O que se pede:
[1] No acórdão, que ligação tem BB com a juíza signatária?
[2] Troque "Tribunal Colectivo" por "Tribunal Singular" no trecho do acórdão que começa em "Acordam, em conferência, os" e termina em "como testemunha (…)", inclusive, e escreva esse trecho de novo.

Excerto selecionado:
Acórdão nº 92/22.1YREVR de Tribunal da Relação de Évora, 07 de Junho de 2022

Magistrado ResponsávelMARIA FILOMENA SOARES
Data da Resolução07 de Junho de 2022
EmissorTribunal da Relação de Évora

Acordam, em conferência, os Juízes na Secção Criminal (1ª subsecção) do Tribunal da Relação de Évora: I No âmbito do processo comum, com intervenção do Tribunal Colectivo, nº 326/13.3 TALLE, do Tribunal Judicial da Comarca de Faro, Juízo Central Criminal, Secção 1, Juiz 3, a Mmª Juíza de Direito, AA, veio deduzir, ao abrigo do disposto nos artigos 43º, nºs 1 e 4 e 45º, nº 1, alínea a), do Código de Processo Penal, escusa para intervir nos identificados autos invocando para o efeito e, em síntese, os seguintes fundamentos: “(…) - o referido processo foi distribuído para julgamento ao Juiz 1 (…), sendo a signatária Juiz Adjunta

- BB, advogado e marido da signatária, foi indicado como testemunha na contestação apresentada pelo arguido CC (…) Todavia (…) o marido da signatária fora prescindido como testemunha (…)

Itens:
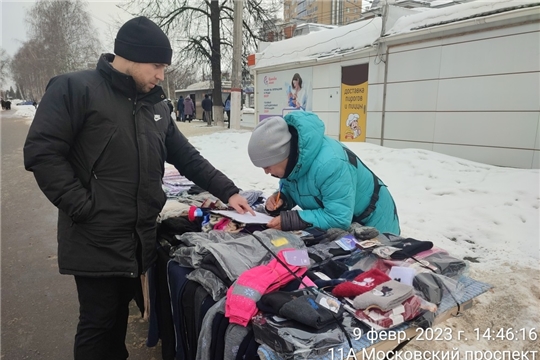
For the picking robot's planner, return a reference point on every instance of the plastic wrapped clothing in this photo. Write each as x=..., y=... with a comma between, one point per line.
x=235, y=253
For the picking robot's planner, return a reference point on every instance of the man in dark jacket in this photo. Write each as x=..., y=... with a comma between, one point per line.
x=97, y=148
x=207, y=107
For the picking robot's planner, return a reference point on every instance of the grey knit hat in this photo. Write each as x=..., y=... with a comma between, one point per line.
x=270, y=142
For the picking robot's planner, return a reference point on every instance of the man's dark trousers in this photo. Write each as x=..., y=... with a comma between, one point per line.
x=103, y=315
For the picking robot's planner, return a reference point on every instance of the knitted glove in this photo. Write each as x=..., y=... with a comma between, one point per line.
x=275, y=212
x=363, y=232
x=290, y=220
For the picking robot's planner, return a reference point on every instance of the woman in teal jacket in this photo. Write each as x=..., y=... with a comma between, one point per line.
x=321, y=175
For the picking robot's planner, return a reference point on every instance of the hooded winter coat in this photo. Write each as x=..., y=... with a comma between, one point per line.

Respostas:
[1] BB é advogado e marido da signatária.

[2]
Acordam, em conferência, os Juízes na Secção Criminal (1ª subsecção) do Tribunal da Relação de Évora: I No âmbito do processo comum, com intervenção do Tribunal Singular, nº 326/13.3 TALLE, do Tribunal Judicial da Comarca de Faro, Juízo Central Criminal, Secção 1, Juiz 3, a Mmª Juíza de Direito, AA, veio deduzir, ao abrigo do disposto nos artigos 43º, nºs 1 e 4 e 45º, nº 1, alínea a), do Código de Processo Penal, escusa para intervir nos identificados autos invocando para o efeito e, em síntese, os seguintes fundamentos: “(…) - o referido processo foi distribuído para julgamento ao Juiz 1 (…), sendo a signatária Juiz Adjunta

- BB, advogado e marido da signatária, foi indicado como testemunha na contestação apresentada pelo arguido CC (…) Todavia (…) o marido da signatária fora prescindido como testemunha (…)